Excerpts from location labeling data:
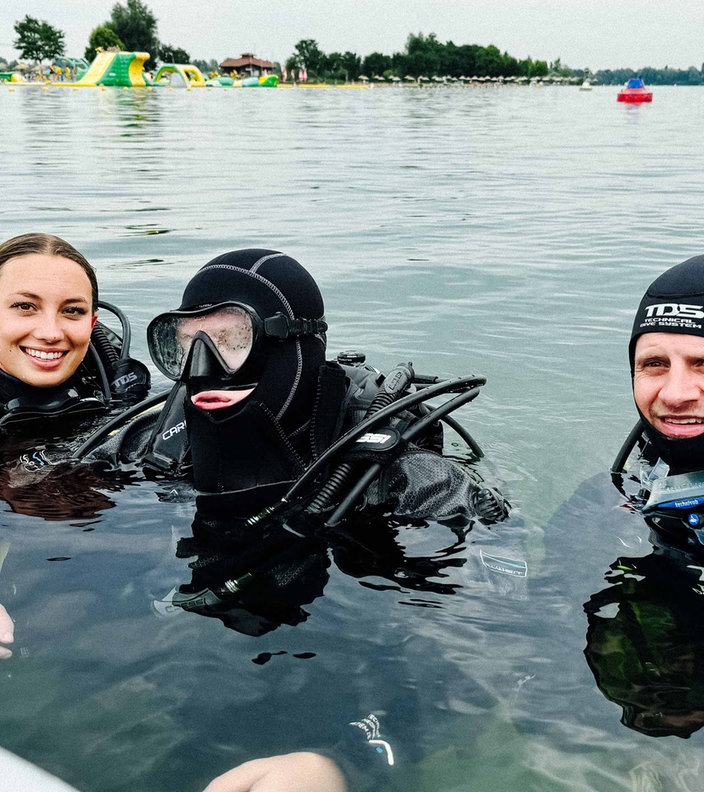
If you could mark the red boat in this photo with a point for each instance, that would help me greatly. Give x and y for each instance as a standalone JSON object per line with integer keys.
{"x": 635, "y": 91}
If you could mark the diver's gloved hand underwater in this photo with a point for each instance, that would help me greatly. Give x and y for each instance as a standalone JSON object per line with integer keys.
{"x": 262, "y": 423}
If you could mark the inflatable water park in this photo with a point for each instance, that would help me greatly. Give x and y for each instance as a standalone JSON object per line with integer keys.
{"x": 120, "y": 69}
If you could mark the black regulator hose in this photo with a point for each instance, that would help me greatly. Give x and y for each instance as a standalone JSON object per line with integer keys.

# Exercise brief:
Copy the lines above word for word, leaving out the pictures.

# Exercise result:
If you could mark the red boat in this photo with a point for each instance, that would help me greatly. Give x and y for each instance as a standalone JSON object per line with integer keys.
{"x": 635, "y": 91}
If you could mark the diver's gloved hand underwater in this photo with a point for each instance, that would help me greatly. Give x and y for each instance as a standalone JSON object per line with integer keys.
{"x": 262, "y": 423}
If you could mark the inflatable water park in this photo with a point for each instance, that would help me greatly. Give x and y for each instance as a standalone JSON object per line with integer keys.
{"x": 120, "y": 69}
If you could mark the black regulator hose in this photo with a point for each instance, that would help me greatly. Give x and y for each instance as a standalone JSON object per line with integer keys.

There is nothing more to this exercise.